(THE EXERCISE) Put the records into a numbered list, from their start through the line containing "[511, 748, 628, 802]", leaving out blank lines.

(RECORDS FOR THE TASK)
· · · ·

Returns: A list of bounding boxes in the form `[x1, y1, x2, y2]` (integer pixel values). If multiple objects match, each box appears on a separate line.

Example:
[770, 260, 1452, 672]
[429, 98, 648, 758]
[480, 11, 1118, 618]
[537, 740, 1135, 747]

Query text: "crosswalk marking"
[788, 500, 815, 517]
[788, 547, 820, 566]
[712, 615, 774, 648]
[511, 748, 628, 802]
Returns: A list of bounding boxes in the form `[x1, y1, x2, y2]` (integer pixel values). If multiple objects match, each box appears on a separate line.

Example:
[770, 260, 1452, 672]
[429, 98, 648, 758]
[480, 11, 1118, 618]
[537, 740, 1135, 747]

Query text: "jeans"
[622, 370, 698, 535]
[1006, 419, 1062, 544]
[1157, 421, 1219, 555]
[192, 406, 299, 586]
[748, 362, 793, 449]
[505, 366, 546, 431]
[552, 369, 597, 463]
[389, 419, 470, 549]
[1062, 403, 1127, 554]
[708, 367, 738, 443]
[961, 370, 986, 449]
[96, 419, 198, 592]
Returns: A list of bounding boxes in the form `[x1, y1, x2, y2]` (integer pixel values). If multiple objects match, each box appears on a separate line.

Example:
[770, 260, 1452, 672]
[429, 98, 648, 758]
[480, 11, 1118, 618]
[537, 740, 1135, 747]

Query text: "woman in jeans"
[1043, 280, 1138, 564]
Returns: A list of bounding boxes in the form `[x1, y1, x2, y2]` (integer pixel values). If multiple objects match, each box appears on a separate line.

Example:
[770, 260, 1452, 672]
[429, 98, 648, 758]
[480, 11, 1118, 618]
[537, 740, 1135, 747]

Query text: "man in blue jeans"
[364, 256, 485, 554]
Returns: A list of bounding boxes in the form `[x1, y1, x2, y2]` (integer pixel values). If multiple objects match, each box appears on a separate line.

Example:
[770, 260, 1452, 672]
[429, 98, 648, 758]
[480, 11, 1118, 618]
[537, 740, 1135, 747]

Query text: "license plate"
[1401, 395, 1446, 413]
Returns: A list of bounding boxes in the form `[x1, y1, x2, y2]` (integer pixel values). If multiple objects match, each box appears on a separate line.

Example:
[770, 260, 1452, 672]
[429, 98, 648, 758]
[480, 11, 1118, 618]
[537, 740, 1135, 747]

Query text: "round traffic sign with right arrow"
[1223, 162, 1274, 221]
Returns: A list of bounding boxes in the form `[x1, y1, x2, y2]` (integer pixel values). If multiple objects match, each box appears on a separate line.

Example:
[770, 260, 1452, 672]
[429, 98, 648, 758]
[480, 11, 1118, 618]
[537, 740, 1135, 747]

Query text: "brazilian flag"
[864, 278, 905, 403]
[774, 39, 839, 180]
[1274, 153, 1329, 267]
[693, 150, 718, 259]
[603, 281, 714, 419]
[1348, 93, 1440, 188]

· · · ·

(RESULT OF THIS EXERCISE)
1. Returns: A list of bounding boxes in the form `[x1, y1, x2, y2]` (integer pixel values). If multiple objects match, each box appears on a separate line.
2. Example:
3. [770, 260, 1452, 672]
4. [429, 98, 648, 758]
5. [480, 11, 1118, 618]
6. [537, 740, 1135, 747]
7. Query text: "crosswalk marking"
8. [788, 500, 815, 517]
9. [788, 547, 820, 566]
10. [712, 615, 774, 648]
11. [511, 748, 628, 802]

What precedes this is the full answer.